# [Exercises to complete]
**a)** In the mortgage debt article, copy word for word the passage that begins at "Only 0.3% of" and stops after "lending was 15%.".
**b)** Carry on the article about New Zealand mortgage debt trends from its last sentence.

*** Reading passage

CoreLogic NZ economist shares current trends surrounding mortgage debt

'Mortgage repricing issue remains a key one to watch'

CoreLogic NZ economist shares current trends surrounding mortgage debt

CoreLogic NZ’s chief property economist, Kelvin Davidson (pictured), delved into the current trends about mortgage debt as the housing loan market has been subdued for the past 12-18 months with the downward activity in sales volumes and property prices.

“The mortgage repricing issue remains a key one to watch,” said Davidson.

What were the insights about mortgage debt?

The gross new lending flows from August until October, which covered housing purchases, bank switches, and loan top-up, were 4% higher than it had been in the previous year. However, the $16.8 billion in total was still below the figures seen in the same period in 2020 ($21.9 billion) and 2021 ($22.8 billion).

Only 0.3% of investors got a loan in October with less than a 35% deposit, while only 7% of all owner-occupiers borrowed with a deposit less than 20%. Notably, the speed limit for the low deposit owner-occupier lending was 15%.

Meanwhile, about one-third of first-home buyers who got a loan in October with a low deposit. FHBs have consistently accounted for 70-80% of all owner-occupier lending at a low deposit. FHBs also appeared to take out relatively large loans, with the average being $562,000 in October while the investor figure was only around $493,000.

Risky lending did not appear to be a present problem, as only 17% of lending that occurred in October was interest-only, while loans at debt to income (CTI) ratios of at least 7 were reportedly under control.

The latest industry-wide figure for a high equity one-year fix settled at 7.3% while the two-year rate was roughly 7%, with lows standing at 2.2% and 2.6% respectively. The average mortgage rate was still below prevailing market rates as it was at 5.3%.

******
*** Available data

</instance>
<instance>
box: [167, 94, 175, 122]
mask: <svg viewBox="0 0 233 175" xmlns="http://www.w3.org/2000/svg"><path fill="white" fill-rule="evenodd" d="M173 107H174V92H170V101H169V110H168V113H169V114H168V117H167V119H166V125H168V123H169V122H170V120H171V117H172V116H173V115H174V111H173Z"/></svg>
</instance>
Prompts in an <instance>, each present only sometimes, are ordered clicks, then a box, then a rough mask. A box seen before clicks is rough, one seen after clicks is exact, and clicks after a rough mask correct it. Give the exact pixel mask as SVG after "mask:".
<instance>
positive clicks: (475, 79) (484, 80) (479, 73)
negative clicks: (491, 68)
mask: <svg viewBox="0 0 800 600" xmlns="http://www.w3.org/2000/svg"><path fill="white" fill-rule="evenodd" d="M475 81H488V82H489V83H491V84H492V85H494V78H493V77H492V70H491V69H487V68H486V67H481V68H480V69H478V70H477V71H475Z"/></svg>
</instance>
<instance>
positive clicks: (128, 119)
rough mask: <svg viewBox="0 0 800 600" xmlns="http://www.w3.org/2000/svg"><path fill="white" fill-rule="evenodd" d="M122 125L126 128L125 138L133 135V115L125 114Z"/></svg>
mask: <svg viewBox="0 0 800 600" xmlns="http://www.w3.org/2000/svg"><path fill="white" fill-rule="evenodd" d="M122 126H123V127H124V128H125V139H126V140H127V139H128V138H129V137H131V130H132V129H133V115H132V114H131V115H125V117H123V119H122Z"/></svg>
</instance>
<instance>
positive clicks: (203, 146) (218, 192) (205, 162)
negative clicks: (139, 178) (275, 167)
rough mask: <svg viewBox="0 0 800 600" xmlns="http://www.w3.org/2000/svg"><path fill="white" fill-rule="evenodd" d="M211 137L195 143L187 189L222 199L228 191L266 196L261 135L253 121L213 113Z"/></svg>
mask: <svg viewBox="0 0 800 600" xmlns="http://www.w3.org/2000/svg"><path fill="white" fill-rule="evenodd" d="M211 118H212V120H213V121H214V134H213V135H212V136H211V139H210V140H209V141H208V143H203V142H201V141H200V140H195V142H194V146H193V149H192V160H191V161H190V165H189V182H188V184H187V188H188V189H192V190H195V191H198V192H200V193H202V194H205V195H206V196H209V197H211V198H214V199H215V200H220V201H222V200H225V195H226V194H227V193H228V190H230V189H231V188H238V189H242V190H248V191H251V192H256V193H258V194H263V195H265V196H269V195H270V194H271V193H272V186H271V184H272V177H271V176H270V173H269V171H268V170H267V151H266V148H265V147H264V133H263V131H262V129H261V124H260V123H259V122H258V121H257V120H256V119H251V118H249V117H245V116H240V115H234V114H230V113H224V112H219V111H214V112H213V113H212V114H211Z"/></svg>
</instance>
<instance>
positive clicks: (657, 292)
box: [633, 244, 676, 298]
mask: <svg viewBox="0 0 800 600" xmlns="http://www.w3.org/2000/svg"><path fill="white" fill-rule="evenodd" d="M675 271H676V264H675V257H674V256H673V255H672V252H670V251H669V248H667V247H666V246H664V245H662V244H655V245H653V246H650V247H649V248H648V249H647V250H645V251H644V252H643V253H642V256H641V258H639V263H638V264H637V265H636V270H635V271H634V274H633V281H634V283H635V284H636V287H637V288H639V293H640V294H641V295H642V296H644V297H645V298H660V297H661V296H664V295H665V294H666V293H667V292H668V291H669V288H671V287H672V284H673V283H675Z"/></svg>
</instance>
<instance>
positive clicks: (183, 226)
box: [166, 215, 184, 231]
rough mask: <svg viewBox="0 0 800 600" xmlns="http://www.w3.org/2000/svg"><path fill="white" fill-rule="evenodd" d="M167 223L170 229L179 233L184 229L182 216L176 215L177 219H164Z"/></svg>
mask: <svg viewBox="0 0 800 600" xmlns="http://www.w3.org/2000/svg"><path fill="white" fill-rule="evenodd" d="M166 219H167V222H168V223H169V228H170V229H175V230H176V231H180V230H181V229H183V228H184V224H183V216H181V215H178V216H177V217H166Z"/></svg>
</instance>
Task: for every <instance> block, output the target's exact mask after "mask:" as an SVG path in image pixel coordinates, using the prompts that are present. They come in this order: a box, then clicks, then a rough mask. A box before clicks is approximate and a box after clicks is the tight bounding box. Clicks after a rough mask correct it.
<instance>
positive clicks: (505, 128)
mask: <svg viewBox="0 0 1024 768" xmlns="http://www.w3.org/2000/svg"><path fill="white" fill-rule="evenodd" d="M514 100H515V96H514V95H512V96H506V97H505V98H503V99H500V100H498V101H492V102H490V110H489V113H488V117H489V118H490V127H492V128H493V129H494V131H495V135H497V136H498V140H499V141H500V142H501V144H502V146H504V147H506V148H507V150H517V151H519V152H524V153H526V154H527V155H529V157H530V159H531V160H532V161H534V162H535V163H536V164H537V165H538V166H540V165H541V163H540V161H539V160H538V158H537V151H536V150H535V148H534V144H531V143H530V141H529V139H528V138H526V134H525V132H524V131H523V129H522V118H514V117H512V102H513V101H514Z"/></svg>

******

# [Responses to the tasks]
**a)**
Only 0.3% of investors got a loan in October with less than a 35% deposit, while only 7% of all owner-occupiers borrowed with a deposit less than 20%. Notably, the speed limit for the low deposit owner-occupier lending was 15%.

**b)**
Currently, the total mortgage debt stood at $354 billion while the estimated value of property stock is at $1.585 billion, which showed an aggregate LVR of 22%.

Despite the implication of having a lot of equity on paper, the mortgage repricing process continues and will still be an issue as 2024 approaches. While 54% of current loans are fixed, since they will be repriced in the next 12 months, many will see a higher mortgage rate.

Non-performing mortgages continued to have a value of debt that was less than 0.5% and CoreLogic data found there were only 41 mortgagee sales in Q3 2023. Many mortgage-holders were also reportedly ahead of their repayments.

“The labour market has been robust in the past few years, even though the economy has been flirting with recession. That job security has kept stress in the mortgage sector at low levels, even though households have had to significantly adjust their finances,” said Davidson.

He further noted that the trend of households adjusting to higher mortgage rates may not last, especially if job losses were to be anticipated in 2024.

“Due to ‘higher for longer’ mortgage rates, we remain cautious about the potential speed of this emerging ‘upturn’ in house prices,” said Davidson.

“High interest rates – combined with low rental yields – are a key hurdle for investors looking to expand or start their portfolios at present.”